**Tugas yang Dikerjakan:**
A - Dalam teks tentang penarikan kendaraan oleh debt collector, apa sebutan untuk debt collector saat ini menurut Tulus Abadi?
B - Lanjutkan teks tentang penarikan kendaraan oleh debt collector mulai dari kalimat terakhir yang ditampilkan.

**Teks untuk Ditinjau:**
============================================================

Belum lama ini tersebar video tiga orang debt collector yang ingin menarik mobil karena menunggak. Namun, pemilik mobil mengatakan kalau dirinya sudah melunasi kreditnya.
Sedangkan debt collector tadi mengatakan kalau pemilik kendaraan menunggak dengan memberikan surat penarikan. Sambil direkam oleh pemilik mobil, debt collector akhirnya pergi meninggalkannya.
Melihat aksi debt collector yang meresahkan ini, apa yang sebenarnya harus dilakukan oleh pemilik kendaraan jika tiba-tiba ada debt collector yang datang untuk mengambil atau menyita kendaraan?
Ketua Pengurus Yayasan Lembaga Konsumen Indonesia (YLKI) Tulus Abadi mengatakan, aturan soal debt collector saat ini lebih ketat. Selain itu sebutannya juga bukan lagi debt collector, tapi juru tagih.

============================================================

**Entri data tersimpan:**
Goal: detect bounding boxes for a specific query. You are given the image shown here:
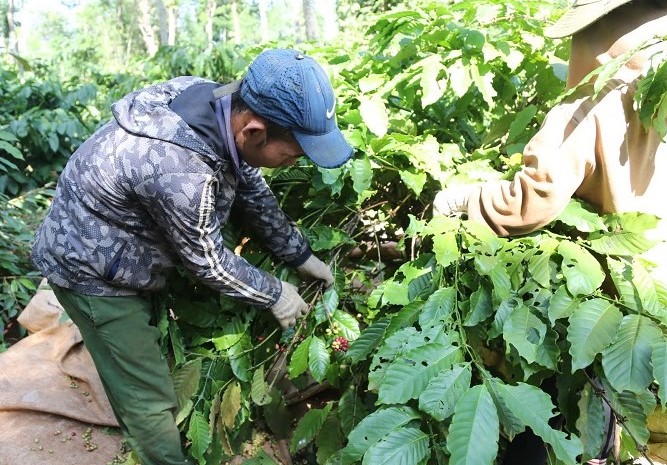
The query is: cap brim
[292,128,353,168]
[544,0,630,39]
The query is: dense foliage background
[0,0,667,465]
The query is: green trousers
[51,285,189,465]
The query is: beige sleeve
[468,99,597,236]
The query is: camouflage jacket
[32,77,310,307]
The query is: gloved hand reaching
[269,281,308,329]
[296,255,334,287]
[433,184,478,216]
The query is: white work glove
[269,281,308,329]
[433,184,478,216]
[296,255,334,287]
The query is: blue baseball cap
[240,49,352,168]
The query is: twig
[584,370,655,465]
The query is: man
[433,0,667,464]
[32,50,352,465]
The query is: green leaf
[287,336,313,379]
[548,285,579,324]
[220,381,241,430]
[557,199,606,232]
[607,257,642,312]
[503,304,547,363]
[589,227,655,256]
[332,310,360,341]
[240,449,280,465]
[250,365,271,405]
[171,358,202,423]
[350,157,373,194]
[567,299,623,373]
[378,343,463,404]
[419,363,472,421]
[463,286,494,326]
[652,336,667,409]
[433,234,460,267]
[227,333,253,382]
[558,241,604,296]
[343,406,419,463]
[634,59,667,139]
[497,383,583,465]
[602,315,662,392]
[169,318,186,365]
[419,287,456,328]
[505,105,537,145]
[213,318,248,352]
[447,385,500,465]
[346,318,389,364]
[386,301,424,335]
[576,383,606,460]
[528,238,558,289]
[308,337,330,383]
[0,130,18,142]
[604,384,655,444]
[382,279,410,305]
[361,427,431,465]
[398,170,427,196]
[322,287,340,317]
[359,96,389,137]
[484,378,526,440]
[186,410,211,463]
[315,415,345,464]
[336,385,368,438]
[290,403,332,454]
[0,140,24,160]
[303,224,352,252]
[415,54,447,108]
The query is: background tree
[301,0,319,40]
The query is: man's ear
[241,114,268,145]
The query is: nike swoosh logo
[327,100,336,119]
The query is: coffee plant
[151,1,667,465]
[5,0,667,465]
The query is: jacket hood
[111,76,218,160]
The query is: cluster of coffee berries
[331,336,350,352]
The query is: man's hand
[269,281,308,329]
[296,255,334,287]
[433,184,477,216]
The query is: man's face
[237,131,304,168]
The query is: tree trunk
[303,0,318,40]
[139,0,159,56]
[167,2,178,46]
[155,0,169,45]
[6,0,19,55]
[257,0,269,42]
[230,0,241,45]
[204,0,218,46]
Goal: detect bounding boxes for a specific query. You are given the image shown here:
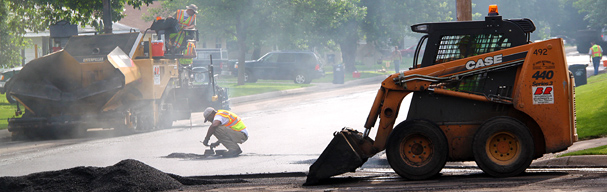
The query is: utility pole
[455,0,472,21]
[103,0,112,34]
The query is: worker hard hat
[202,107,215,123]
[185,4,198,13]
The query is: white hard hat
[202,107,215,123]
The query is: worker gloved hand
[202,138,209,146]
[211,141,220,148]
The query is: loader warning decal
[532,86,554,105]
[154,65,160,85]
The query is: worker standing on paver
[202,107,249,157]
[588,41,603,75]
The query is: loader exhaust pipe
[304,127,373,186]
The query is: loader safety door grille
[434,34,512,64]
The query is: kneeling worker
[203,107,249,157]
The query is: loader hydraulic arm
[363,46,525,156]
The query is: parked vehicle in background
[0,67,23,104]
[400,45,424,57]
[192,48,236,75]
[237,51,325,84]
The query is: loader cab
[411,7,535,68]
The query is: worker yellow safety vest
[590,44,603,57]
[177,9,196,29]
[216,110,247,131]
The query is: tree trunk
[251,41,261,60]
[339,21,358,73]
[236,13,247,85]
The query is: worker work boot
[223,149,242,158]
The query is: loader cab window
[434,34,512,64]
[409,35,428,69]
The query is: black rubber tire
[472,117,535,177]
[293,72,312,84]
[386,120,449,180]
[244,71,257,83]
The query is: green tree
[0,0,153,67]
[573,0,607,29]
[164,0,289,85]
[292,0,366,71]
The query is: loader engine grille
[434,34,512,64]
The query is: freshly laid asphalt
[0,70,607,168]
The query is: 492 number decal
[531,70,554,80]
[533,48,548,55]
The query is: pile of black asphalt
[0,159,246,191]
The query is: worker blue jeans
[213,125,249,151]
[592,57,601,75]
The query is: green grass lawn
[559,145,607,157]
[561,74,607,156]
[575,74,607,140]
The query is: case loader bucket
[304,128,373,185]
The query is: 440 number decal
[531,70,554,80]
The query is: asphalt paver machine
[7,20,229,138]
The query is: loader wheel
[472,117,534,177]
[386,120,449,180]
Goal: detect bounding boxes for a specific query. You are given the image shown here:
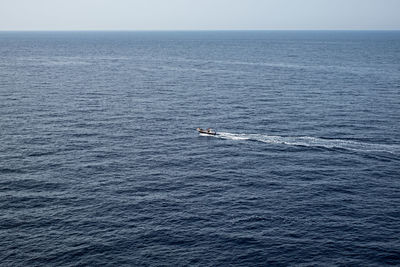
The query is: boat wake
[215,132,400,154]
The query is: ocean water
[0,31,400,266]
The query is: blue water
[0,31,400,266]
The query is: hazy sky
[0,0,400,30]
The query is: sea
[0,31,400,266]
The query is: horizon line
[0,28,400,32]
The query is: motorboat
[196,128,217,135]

============================================================

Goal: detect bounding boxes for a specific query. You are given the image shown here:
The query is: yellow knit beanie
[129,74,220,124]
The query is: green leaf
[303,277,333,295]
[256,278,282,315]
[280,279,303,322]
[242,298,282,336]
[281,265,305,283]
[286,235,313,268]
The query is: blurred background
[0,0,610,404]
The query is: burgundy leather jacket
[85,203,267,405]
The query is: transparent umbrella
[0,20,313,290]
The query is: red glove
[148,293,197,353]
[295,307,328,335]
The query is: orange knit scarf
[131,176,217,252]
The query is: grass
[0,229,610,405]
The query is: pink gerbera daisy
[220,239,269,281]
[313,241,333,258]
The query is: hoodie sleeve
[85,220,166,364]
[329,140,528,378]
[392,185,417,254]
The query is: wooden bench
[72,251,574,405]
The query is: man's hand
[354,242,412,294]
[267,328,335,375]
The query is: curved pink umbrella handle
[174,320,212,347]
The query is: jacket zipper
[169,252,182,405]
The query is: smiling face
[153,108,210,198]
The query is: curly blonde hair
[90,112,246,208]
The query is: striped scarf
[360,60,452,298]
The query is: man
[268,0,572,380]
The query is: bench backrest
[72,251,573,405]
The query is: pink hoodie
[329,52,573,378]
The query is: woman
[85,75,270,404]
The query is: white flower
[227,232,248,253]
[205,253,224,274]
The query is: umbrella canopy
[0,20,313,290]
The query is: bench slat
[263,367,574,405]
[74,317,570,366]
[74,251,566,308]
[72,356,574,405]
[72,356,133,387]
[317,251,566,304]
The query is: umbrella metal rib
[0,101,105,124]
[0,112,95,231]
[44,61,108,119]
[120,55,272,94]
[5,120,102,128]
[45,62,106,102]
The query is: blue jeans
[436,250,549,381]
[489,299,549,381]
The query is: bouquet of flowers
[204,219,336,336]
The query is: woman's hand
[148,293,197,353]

============================================================

**Hasil per Tugas:**
A - Juru tagih.

B -
“Juru tagih tetap boleh, asal mengikuti aturan-aturan yang sudah ditentukan, enggak sembarangan. Misalnya untuk cara dan jam telepon saja itu ada ketentuannya,” ucap Tulus kepada Kompas.com, Selasa (16/3/2021).
Menanggapi kejadian penarikan kendaraan di pinggir jalan, Tulus mengatakan jika klaim konsumen sudah lunas, didatangi juru tagih itu tidak masuk akal.
Tak hanya itu, Tulus menjelaskan bila juru tagih ingin menarik kendaraan maka ada syarat yang harus dipenuhi, yakni wajib membawa surat sita fidusia dari pengadilan.
“Ketika mendatangi konsumen, juru tagihnya membawa atau tidak surat sita fidusia dari pengadilan? Karena konsumen dianggap bakal bayar, boleh diambil motor atau mobilnya tetapi harus seizin pengadilan, tidak boleh sembarangan,” kata Tulus.
Kemudian soal klaim konsumen sudah lunas, harus benar dipastikan oleh kedua pihak. Bisa jadi dengan adanya juru tagih yang datang, ada data yang berbeda antara konsumen dengan pihak leasing.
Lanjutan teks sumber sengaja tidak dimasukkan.